Update the items below by replacing every occurrence of "blue garment" with "red garment", keeping all other text unchanged. Leave the pictures out of the rewritten lines.
-- start --
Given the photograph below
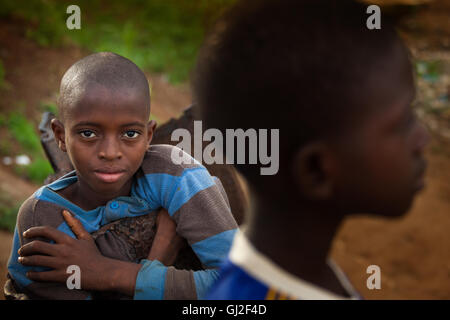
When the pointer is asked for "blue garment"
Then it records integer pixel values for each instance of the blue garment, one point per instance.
(194, 199)
(249, 275)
-- end --
_FULL ANSWER_
Given the photograph below
When the pointer is asked for "red garment"
Then it records integer pixel values for each instance of the red garment, one point per instance.
(194, 199)
(249, 275)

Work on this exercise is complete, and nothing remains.